THE EXERCISE:
Please rewrite the records as a two-column CSV headed input and output, one row per record, starting with the line containing "form [346, 198]." and going on through the end of the records. Put each record's text and its answer in one quoted field apiece, with line breaks turned into spaces.
# Start of INPUT RECORDS
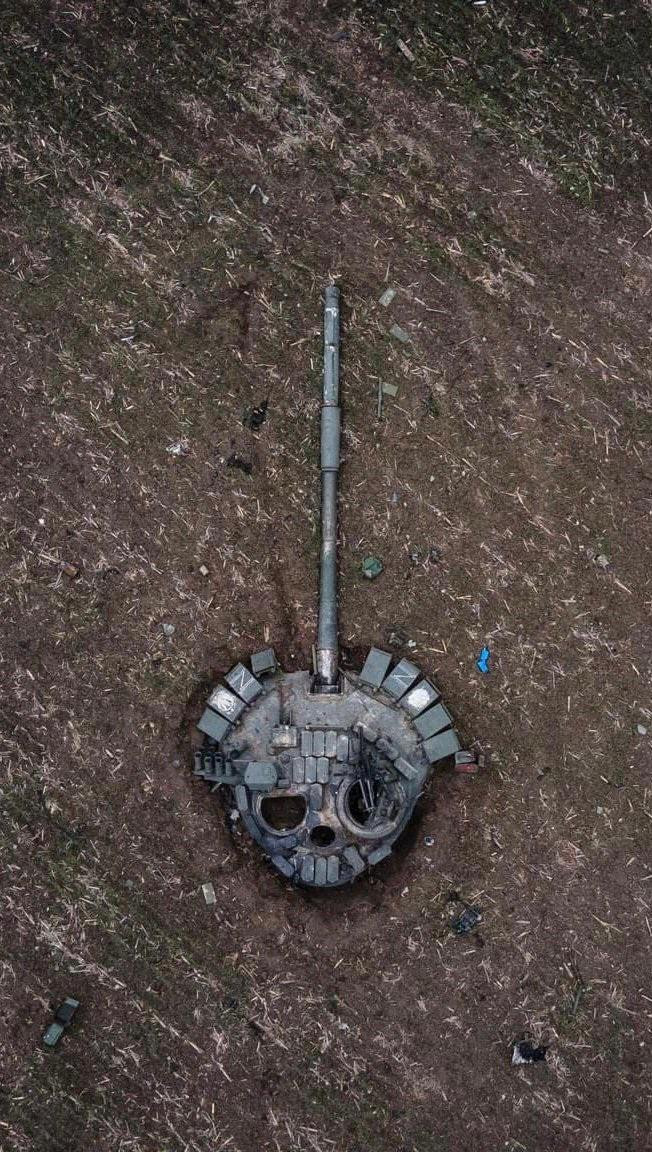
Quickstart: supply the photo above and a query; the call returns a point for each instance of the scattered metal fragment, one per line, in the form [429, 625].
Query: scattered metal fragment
[255, 417]
[371, 567]
[62, 1017]
[324, 768]
[407, 52]
[468, 921]
[243, 465]
[179, 448]
[387, 297]
[400, 333]
[465, 764]
[264, 661]
[524, 1052]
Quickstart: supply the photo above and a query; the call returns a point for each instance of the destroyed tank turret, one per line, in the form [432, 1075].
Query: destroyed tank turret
[325, 767]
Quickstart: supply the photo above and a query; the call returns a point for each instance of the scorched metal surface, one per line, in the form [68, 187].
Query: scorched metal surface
[325, 766]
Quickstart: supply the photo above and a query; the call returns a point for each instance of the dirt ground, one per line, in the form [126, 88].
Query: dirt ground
[179, 181]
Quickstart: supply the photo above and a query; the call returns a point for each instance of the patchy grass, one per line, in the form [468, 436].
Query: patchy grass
[177, 183]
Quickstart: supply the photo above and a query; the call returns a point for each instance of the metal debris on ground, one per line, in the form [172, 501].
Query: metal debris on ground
[407, 52]
[243, 465]
[177, 448]
[468, 921]
[325, 770]
[387, 297]
[62, 1017]
[467, 764]
[255, 417]
[371, 567]
[524, 1052]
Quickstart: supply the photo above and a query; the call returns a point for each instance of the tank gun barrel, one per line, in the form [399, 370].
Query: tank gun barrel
[327, 659]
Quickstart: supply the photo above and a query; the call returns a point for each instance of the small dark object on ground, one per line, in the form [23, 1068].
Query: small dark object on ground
[255, 417]
[524, 1052]
[371, 567]
[62, 1017]
[468, 921]
[244, 465]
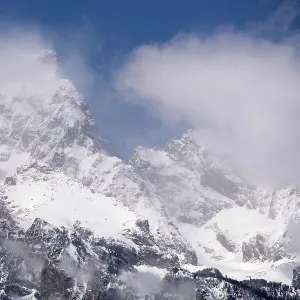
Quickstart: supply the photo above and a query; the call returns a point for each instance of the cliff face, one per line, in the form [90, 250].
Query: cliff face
[76, 222]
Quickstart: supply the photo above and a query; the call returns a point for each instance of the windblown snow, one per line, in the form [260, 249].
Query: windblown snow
[54, 166]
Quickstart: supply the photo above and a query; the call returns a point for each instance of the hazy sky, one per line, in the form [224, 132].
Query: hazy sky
[228, 69]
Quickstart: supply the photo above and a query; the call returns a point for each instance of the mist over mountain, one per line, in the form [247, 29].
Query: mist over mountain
[179, 222]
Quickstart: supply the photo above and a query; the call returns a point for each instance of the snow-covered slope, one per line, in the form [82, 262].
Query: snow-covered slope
[177, 205]
[240, 229]
[55, 167]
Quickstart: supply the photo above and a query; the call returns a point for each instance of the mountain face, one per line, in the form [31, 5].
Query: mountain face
[77, 222]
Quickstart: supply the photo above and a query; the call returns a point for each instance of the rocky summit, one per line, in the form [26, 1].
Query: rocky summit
[77, 222]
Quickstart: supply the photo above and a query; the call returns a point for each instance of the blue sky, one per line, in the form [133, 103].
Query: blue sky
[104, 32]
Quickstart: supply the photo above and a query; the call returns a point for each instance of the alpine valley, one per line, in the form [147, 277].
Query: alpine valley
[77, 222]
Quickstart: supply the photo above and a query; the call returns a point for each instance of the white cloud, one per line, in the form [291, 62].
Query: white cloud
[21, 72]
[239, 92]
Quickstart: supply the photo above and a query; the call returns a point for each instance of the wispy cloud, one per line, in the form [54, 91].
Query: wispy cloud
[239, 91]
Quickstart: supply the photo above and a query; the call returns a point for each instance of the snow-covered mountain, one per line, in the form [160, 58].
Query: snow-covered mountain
[69, 204]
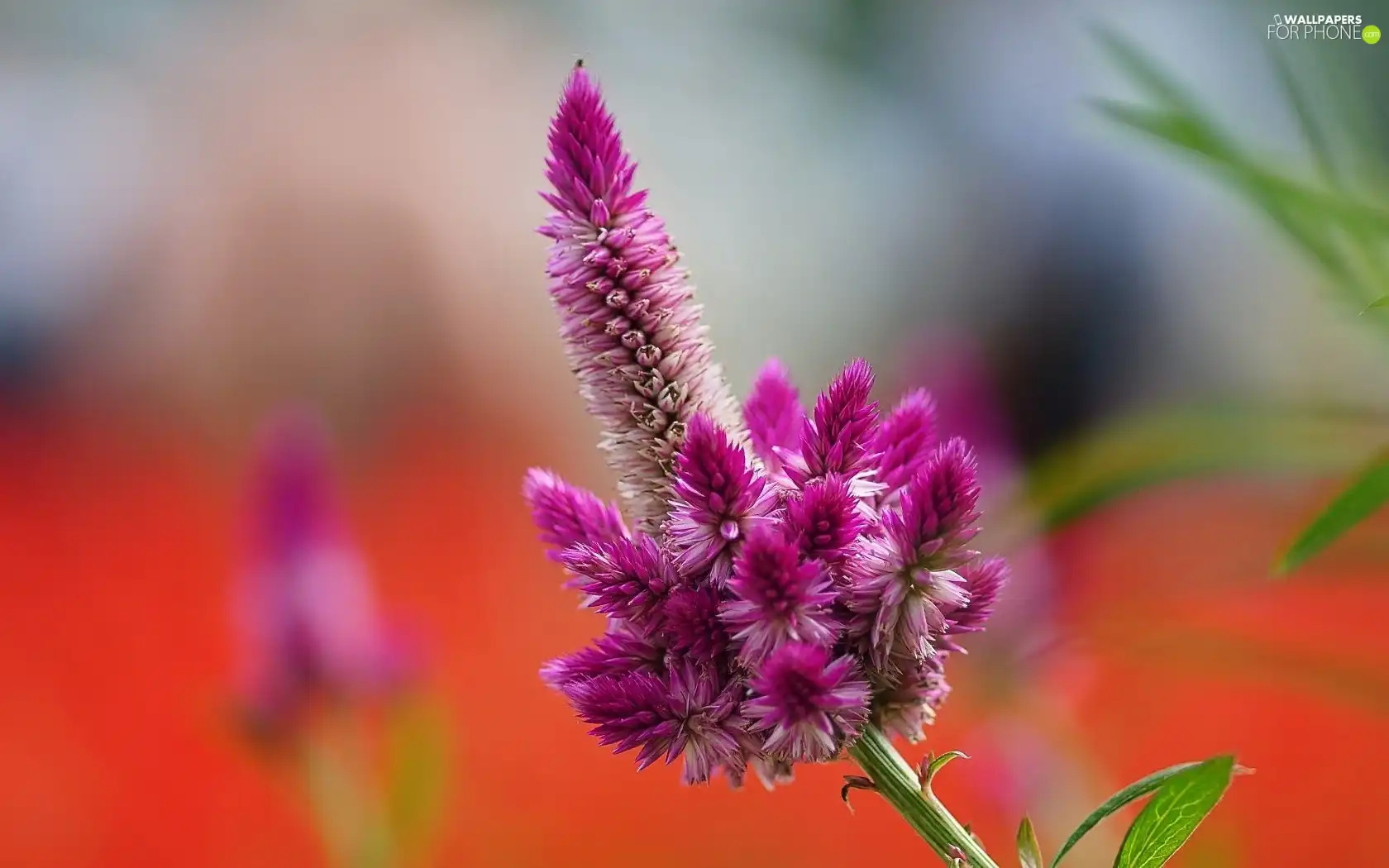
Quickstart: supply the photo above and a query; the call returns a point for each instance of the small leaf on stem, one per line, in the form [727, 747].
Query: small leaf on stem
[1168, 820]
[1029, 853]
[933, 764]
[855, 782]
[1131, 794]
[1356, 503]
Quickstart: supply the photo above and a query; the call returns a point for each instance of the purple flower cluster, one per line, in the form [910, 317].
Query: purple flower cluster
[790, 577]
[306, 612]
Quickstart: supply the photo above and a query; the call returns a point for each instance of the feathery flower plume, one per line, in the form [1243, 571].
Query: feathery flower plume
[903, 581]
[774, 603]
[718, 500]
[905, 441]
[628, 316]
[827, 518]
[807, 702]
[623, 578]
[694, 628]
[685, 714]
[617, 653]
[306, 608]
[776, 598]
[839, 438]
[906, 700]
[774, 414]
[567, 514]
[984, 581]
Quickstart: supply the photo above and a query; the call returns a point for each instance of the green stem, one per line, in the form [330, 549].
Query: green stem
[900, 786]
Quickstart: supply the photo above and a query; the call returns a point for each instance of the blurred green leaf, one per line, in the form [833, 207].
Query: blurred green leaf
[1131, 794]
[1168, 820]
[1356, 503]
[1142, 69]
[1158, 446]
[417, 764]
[1311, 128]
[1029, 853]
[1341, 232]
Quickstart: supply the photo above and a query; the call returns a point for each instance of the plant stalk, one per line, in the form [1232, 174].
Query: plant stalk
[899, 785]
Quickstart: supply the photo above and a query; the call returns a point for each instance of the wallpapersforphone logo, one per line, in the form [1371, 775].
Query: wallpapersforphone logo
[1323, 26]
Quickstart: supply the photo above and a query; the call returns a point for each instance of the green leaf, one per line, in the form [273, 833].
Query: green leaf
[1142, 69]
[933, 764]
[1311, 130]
[1356, 503]
[1133, 792]
[417, 765]
[1168, 820]
[1167, 445]
[1029, 853]
[1338, 231]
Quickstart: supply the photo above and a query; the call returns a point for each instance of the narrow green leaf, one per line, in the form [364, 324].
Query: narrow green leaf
[1029, 853]
[1142, 69]
[1168, 820]
[1358, 502]
[1133, 792]
[935, 764]
[1317, 141]
[1166, 445]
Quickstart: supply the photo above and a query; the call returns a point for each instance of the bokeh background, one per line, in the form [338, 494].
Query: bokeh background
[208, 210]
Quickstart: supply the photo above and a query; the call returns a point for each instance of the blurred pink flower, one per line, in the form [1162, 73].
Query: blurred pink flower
[308, 616]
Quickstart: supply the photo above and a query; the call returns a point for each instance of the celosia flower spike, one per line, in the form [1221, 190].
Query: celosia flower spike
[905, 441]
[984, 581]
[774, 414]
[776, 598]
[628, 317]
[718, 500]
[306, 606]
[686, 714]
[906, 702]
[827, 518]
[567, 514]
[694, 628]
[809, 703]
[624, 578]
[772, 599]
[903, 581]
[617, 653]
[841, 435]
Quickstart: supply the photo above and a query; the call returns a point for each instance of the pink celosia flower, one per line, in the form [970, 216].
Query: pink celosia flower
[567, 514]
[774, 414]
[778, 598]
[628, 314]
[842, 434]
[807, 702]
[905, 441]
[685, 714]
[306, 608]
[718, 500]
[624, 578]
[772, 602]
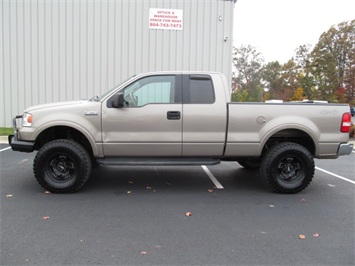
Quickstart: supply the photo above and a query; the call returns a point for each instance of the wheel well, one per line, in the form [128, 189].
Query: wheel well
[292, 135]
[63, 132]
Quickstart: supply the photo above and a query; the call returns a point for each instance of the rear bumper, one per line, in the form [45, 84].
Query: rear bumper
[345, 149]
[19, 145]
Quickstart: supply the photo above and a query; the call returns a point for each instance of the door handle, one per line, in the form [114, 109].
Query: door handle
[173, 115]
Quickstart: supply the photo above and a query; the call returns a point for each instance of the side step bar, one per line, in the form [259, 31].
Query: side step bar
[158, 161]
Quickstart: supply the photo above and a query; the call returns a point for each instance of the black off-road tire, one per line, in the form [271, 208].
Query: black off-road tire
[287, 168]
[62, 166]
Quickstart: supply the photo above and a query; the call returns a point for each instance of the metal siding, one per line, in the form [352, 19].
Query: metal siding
[74, 49]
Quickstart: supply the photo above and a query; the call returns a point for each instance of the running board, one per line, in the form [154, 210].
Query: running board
[158, 161]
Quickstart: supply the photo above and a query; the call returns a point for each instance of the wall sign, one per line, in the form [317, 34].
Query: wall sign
[165, 19]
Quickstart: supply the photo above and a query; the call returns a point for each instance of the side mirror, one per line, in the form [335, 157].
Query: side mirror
[118, 100]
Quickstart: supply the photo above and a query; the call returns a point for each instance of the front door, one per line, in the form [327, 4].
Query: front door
[150, 123]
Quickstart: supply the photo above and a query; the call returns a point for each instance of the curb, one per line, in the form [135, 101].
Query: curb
[3, 140]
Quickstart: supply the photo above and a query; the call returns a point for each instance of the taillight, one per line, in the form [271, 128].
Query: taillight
[346, 123]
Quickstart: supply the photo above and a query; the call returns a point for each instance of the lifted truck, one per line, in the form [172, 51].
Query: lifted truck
[180, 118]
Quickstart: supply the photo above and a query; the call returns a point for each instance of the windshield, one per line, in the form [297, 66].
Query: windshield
[99, 98]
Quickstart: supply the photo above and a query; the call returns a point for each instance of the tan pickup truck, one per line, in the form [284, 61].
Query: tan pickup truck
[180, 118]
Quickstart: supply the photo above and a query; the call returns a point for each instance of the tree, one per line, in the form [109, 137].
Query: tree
[298, 95]
[248, 65]
[332, 61]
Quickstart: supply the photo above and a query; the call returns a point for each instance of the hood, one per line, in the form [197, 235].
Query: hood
[54, 105]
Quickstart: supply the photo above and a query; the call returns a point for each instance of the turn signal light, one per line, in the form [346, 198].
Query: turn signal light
[346, 123]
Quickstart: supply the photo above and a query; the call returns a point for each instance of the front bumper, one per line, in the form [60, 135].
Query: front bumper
[345, 149]
[20, 145]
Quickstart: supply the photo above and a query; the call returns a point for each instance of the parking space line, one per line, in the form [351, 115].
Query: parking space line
[338, 176]
[5, 149]
[211, 176]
# End of INPUT RECORDS
SOLVED EXERCISE:
input,output
"Quickstart: supply the photo above and a query; the call returns a point for each instance of the turn signal light, one per line, in the form [346, 198]. Query: turn signal light","[346, 123]"
"Quickstart: supply the photo above and a query; the call returns a point for each instance of the front bumper, one per line, in the form [60, 135]. Query: front bumper","[345, 149] [20, 145]"
"Quickstart: supply the photo above and a query; the call returns a point for each instance of the parking space line, one per line, in the form [351, 115]. Query: parking space line","[338, 176] [5, 149] [211, 176]"